◆ Text segment:

For Israelis, myself included, imagining the end of Netanyahu’s era as prime minister has long seemed like a useless theoretical exercise. That all changed after this week’s election.
The end is nigh. “King Bibi” as his supporters like to call him, may be able to hold onto his position as prime minister for a few more months, but a combination of legal troubles and political miscalculations will soon lead to the dethroning of Israel’s longest-serving prime minister.
This is excellent news for Israeli democracy and social cohesion inside Israel, though this development offers only distant hope to the millions of Palestinians living under Israeli military rule in the West Bank and a blockade in Gaza.
Still, the end of Netanyahu’s era as prime minister is a welcome development as far as Israeli democracy is concerned. While the shape of the next Israeli government remains nebulous, the election results are a clear blow to Netanyahu. He will not be able to form a narrow right wing and ultra Orthodox government, which would have been the only kind willing to pass the immunity law Netanyahu had hoped to put on the books to shield himself to prosecution for the multiple corruption charges he faces. Netanyahu’s best-case scenario, a unity government led by him, comprised of the centrist Blue and White and Avigdor Lieberman’s Yisrael Beytenu, will not pass such a law. In fact, Blue and White, even if it accepts a unity government led by Netanyahu, will likely pull out of such a government once Netanyahu is indicted.

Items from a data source
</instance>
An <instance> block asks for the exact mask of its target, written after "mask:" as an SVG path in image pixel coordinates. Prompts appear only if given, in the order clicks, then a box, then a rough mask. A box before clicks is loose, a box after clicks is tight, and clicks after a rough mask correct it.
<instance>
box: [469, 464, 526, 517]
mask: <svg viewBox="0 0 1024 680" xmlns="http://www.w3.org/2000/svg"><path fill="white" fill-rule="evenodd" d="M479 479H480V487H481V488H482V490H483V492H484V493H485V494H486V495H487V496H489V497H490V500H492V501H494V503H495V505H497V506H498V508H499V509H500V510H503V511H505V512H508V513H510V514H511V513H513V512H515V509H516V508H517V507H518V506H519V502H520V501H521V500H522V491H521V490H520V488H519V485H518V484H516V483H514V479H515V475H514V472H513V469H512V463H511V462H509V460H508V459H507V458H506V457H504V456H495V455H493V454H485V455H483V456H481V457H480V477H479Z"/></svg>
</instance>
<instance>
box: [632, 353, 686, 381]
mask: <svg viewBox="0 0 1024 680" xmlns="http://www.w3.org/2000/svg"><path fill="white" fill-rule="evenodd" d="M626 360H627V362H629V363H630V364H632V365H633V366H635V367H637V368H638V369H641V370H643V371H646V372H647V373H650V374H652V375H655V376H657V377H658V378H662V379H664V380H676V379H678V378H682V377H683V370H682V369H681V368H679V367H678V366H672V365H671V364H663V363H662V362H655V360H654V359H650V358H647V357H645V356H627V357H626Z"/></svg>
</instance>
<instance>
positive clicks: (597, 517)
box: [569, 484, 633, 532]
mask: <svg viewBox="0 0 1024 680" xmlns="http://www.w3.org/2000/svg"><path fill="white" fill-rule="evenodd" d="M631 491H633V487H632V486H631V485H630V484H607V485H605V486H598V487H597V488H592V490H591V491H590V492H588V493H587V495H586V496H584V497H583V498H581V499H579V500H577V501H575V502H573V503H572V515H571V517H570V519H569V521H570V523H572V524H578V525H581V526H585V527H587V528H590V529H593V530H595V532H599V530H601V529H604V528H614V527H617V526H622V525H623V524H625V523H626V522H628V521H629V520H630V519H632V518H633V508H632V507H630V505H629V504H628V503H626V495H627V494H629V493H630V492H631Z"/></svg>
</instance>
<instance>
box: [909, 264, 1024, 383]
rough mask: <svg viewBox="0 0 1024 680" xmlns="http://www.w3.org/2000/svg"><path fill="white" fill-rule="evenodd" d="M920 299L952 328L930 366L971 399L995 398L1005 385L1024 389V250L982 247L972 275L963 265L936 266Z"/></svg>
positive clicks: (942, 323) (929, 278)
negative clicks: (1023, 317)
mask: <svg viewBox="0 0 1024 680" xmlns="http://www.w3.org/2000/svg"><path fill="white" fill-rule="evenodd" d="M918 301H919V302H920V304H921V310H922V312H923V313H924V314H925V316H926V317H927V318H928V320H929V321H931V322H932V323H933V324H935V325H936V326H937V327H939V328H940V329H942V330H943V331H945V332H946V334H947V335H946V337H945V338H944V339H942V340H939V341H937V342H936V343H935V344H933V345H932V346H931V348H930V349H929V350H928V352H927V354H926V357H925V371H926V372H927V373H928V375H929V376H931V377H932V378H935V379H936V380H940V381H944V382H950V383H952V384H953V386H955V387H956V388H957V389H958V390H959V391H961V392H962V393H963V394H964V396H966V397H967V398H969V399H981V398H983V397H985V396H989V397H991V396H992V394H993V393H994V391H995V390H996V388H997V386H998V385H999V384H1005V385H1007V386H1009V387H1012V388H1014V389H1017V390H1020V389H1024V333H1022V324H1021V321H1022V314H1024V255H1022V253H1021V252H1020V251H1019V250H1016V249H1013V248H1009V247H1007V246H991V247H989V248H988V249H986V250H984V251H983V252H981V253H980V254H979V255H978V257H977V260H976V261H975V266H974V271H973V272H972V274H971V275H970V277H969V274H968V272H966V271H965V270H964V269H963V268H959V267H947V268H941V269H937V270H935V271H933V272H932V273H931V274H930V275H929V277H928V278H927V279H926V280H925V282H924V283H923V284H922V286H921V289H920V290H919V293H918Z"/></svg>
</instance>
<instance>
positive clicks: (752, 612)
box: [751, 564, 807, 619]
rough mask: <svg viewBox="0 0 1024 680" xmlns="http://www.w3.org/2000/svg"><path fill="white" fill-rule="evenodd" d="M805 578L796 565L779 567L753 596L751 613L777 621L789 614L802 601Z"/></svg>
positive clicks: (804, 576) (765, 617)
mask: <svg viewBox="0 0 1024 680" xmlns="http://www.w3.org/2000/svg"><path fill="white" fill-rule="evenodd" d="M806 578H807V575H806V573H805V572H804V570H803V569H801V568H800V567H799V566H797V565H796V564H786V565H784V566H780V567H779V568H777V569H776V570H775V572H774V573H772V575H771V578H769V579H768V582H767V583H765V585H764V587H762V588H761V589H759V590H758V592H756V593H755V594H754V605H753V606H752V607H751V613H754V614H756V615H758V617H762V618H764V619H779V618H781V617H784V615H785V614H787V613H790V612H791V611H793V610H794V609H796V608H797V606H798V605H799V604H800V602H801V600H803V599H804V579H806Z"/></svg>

◆ What to work on: In the text on the end of Netanyahu's era, what nickname do his supporters use for him? These items were taken from a different source than the text.

◆ Task answer: "King Bibi"